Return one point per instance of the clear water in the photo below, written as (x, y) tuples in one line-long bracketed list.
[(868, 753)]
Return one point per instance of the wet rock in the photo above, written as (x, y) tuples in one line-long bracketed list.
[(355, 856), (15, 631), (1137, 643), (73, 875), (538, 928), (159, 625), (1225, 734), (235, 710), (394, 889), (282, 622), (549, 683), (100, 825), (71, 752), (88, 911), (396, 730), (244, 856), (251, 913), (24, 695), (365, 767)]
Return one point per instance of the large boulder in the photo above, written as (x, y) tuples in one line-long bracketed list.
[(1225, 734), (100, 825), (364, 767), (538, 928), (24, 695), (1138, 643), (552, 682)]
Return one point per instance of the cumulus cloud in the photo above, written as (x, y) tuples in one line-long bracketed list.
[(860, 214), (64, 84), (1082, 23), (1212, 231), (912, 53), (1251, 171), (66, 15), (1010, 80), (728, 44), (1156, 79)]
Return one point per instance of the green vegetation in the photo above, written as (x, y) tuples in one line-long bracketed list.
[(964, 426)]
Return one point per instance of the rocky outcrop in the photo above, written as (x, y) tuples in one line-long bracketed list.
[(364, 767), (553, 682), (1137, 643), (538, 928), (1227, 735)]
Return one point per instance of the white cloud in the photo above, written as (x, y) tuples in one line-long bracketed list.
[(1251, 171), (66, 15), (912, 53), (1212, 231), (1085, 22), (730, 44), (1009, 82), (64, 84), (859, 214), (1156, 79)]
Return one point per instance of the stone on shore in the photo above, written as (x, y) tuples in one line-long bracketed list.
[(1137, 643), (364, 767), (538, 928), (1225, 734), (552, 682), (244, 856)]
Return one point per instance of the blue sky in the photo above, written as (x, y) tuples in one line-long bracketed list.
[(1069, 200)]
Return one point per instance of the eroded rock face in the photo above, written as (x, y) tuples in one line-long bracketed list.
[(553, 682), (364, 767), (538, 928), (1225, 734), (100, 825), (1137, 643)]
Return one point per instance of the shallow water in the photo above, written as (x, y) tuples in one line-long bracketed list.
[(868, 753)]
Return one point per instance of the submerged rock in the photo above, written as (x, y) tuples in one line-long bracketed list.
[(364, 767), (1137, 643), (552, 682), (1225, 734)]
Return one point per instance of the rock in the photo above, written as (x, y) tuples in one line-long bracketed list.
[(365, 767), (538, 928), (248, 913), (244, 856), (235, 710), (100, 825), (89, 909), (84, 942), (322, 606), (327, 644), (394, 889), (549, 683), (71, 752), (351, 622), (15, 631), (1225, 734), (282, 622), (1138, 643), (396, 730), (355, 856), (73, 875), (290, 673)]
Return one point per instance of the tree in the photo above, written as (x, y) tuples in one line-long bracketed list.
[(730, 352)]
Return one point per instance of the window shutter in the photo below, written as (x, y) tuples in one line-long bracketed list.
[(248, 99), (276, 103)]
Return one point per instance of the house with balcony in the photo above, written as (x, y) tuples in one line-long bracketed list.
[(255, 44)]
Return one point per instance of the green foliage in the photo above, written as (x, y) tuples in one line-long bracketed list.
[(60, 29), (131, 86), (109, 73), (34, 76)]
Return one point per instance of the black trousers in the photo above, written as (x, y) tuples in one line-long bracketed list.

--------------------------------

Your answer must be the full listing, restated word for word.

:: Response to this exercise ::
Return one point per instance of the clear water in the photo below, written as (x, y) tuples in one line-long bracketed list.
[(868, 753)]
Return one point per instance of the wet rock in the photo above, written as (x, y) tuples in one line-long bracketed list.
[(355, 856), (15, 631), (1137, 643), (73, 875), (538, 928), (159, 625), (1225, 734), (235, 710), (394, 889), (282, 622), (549, 683), (100, 825), (71, 752), (88, 911), (396, 730), (244, 856), (251, 913), (24, 695), (365, 767)]
Return one point per instance of the large boulder in the photo above, written as (x, y) tuples in one line-long bracketed list.
[(1225, 734), (100, 825), (364, 767), (538, 928), (24, 695), (1138, 643), (552, 682)]
Return one point per instance of the cumulus cloud in the photo above, written as (x, y) tuples in one line-long bracketed list.
[(860, 214), (64, 84), (1082, 23), (1212, 231), (912, 53), (1251, 171), (66, 15), (1010, 80), (728, 44), (1156, 79)]
Return one point per instance of the green vegetation in the photo above, written as (x, y) tuples in one line-long bracketed list.
[(964, 426)]
Return one point per instance of the rocky outcrop in the photo above, written as (x, y) tuples in one line-long bracketed list.
[(364, 767), (553, 682), (1137, 643), (538, 928), (1227, 735)]
Return one point per instance of the white cloud in the photo above, written as (x, y) tuples in one line-long bracketed list.
[(1251, 171), (66, 15), (912, 53), (1212, 231), (1085, 22), (730, 44), (1009, 82), (64, 84), (859, 214), (1156, 79)]
Return one point per instance of the stone on shore in the photo above, written as (x, y) tuples in one line-long bracketed list.
[(1137, 643), (364, 767), (538, 928), (1225, 734), (552, 682), (244, 856)]
Return one point per instance of the blue sky in the photo above, written as (x, y) tuples in one line-long bracketed list.
[(1069, 200)]
Return one point per instance of the eroded rock face in the photo above, written as (x, y) tuples in one line-long bracketed list.
[(553, 682), (364, 767), (538, 928), (1225, 734), (100, 825), (1137, 643)]
Return one point per instance of the shallow water in the photo above, written as (x, y) tuples in one line-long bracketed list.
[(868, 753)]
Return one point per instance of the submerged rock in the photo above, written as (x, y) tuples in one line-long bracketed list.
[(364, 767), (1137, 643), (552, 682), (1225, 734)]
Return one point per instance of the rock in the photo above, written as (x, y) tuples in one line-long bracketed list.
[(365, 767), (538, 928), (248, 913), (244, 856), (235, 710), (100, 825), (89, 909), (84, 942), (322, 606), (327, 644), (394, 889), (549, 683), (71, 752), (351, 622), (15, 631), (1225, 734), (282, 622), (1138, 643), (396, 730), (355, 856), (73, 875), (290, 673)]
Return one point per instance of the tree in the photo above, written as (x, y) tuples in one line-long bracketed list.
[(730, 352)]
Return one point per instance of the window shutter in the photo below, written as (x, y) tuples in one line-long bracketed list.
[(248, 99), (276, 103)]
Return one point per instance of the house with balcony in the photo above, written as (x, y) tuples in one line-long bracketed list.
[(255, 44)]
Return one point per instance of the green foliage in the photo above, written as (x, y) tuples in one line-long bracketed list.
[(60, 29), (131, 86), (109, 73), (34, 76)]
Return one point per instance of the black trousers in the photo above, written as (x, y) tuples in one line-long bracketed list.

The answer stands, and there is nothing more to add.